» BRIEF
Would you reproduce exactly the lines below from the one holding "Task: point to every instance of the turquoise" through the one holding "Task: point to every instance of the green", inclusive, and no others?

» Records contained in a dataset

Start of Block

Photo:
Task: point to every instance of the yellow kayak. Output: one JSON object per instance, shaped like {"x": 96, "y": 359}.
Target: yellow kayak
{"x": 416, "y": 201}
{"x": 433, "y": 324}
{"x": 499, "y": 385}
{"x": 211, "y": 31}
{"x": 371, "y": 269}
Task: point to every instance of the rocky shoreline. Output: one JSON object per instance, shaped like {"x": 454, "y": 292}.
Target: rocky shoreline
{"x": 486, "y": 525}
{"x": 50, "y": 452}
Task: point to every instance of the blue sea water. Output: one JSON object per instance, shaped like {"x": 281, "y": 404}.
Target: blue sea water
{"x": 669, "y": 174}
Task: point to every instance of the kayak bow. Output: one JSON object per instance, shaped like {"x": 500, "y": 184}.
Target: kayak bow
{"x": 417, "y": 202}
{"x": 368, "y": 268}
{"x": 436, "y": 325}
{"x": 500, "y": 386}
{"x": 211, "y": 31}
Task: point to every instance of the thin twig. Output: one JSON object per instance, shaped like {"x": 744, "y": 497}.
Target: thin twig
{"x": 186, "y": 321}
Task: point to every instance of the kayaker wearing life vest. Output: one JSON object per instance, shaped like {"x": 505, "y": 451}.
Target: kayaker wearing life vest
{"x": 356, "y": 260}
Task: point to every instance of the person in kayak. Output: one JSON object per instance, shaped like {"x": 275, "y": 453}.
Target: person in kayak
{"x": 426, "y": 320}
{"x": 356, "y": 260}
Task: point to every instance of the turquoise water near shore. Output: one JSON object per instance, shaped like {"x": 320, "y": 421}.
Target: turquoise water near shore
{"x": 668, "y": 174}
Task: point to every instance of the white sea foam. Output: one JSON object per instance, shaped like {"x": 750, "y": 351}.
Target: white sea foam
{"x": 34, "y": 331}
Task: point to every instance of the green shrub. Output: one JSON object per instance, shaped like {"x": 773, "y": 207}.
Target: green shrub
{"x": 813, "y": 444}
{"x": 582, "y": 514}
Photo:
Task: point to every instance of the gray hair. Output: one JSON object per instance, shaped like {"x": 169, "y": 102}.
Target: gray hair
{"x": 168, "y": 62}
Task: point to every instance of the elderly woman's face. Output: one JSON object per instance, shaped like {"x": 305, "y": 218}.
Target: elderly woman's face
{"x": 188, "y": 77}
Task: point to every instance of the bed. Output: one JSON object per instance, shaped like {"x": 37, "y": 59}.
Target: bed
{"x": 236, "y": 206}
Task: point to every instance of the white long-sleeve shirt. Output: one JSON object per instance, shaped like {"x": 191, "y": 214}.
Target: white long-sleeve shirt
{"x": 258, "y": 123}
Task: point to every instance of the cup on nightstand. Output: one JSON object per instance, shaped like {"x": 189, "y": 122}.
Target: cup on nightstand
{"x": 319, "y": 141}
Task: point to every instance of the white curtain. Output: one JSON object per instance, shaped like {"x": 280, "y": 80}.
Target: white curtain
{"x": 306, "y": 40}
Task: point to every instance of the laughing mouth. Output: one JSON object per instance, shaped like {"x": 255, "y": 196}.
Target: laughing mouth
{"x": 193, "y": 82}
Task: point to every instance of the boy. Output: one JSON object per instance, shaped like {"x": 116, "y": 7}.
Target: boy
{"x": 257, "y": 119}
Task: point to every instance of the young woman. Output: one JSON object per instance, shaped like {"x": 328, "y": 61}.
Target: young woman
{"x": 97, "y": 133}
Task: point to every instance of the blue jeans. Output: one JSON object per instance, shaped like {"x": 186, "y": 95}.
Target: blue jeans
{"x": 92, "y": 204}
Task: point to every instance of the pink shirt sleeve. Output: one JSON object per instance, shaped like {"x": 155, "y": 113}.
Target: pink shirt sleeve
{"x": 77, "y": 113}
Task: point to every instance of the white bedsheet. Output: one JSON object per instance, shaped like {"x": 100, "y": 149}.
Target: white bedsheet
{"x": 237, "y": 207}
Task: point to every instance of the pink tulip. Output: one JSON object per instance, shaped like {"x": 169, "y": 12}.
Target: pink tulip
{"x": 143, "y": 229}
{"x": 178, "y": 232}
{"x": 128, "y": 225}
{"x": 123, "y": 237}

End of Block

» YOUR SOLUTION
Task: point to every instance of the turquoise water near shore. Output: one JSON object per instance, shaped like {"x": 320, "y": 421}.
Target: turquoise water near shore
{"x": 668, "y": 174}
Task: point to every instance of the white sea foam. Output: one JSON object per instance, shaped like {"x": 750, "y": 351}.
Target: white sea foam
{"x": 34, "y": 331}
Task: point to every instance of the green shrub. Output: one JSON object per instance, shaped like {"x": 773, "y": 207}.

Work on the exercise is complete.